▶ WHAT IS EXPECTED
Make an exact copy of the listing below.

▶ EXERCISE DATA
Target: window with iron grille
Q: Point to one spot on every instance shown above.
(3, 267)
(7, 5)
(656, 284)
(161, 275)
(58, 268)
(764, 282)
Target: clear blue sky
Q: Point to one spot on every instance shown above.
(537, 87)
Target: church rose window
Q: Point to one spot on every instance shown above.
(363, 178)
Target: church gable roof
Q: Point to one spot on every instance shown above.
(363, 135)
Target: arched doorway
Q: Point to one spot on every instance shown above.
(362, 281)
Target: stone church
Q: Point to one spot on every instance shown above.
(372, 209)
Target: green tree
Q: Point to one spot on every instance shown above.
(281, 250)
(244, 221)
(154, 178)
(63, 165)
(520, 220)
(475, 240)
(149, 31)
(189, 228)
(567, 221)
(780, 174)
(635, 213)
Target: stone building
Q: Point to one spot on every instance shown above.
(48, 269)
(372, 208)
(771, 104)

▶ ANSWER
Target: window with iron grille
Q: Point to one spot on every instance shown above.
(3, 267)
(7, 5)
(656, 284)
(161, 275)
(58, 268)
(764, 282)
Target: clear blue sky
Q: Point to one spot on every instance shown above.
(537, 87)
Target: church rose window
Q: Point to one spot on every instance shown above.
(363, 178)
Target: church gable roof
Q: Point to one spot on every instance shown above.
(363, 135)
Target: arched doorway
Q: Point to one spot on every instance shown above.
(362, 281)
Target: stone church
Q: Point to one spot on every instance shown above.
(372, 209)
Target: green tree
Q: Point to one spot on every instance shown above.
(281, 250)
(244, 221)
(154, 178)
(63, 165)
(520, 220)
(475, 240)
(149, 31)
(189, 228)
(567, 221)
(780, 174)
(635, 213)
Target: stone building
Q: Point to one spot on every instance shown above.
(48, 269)
(372, 208)
(771, 104)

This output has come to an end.